## What you should do
Reproduce each of the records below word for word, omitting the pictures from your answer.
* Start Dataset entries *
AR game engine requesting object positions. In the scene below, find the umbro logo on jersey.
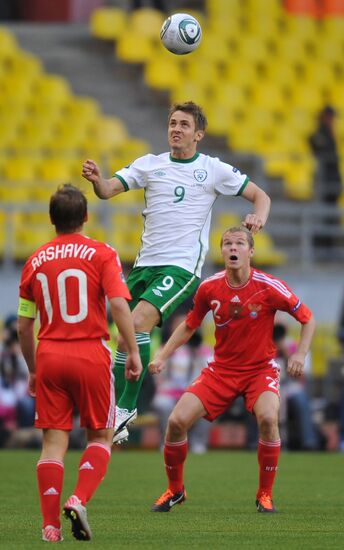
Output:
[153,170,166,178]
[43,487,59,497]
[194,169,208,183]
[79,462,94,470]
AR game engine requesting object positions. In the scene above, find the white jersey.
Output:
[115,153,249,277]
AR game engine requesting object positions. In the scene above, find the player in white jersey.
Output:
* End Dataset entries *
## Full answer
AR game engine requesting object positions. In the scene below, find the umbro logo on jersey.
Output:
[153,170,166,178]
[43,487,59,497]
[194,169,208,183]
[79,462,94,470]
AR game engine requesting object positions. In the scene above, find the white jersey.
Output:
[115,153,249,277]
AR game engine requesting object positions. In the scene above, find the player in white jersey.
Output:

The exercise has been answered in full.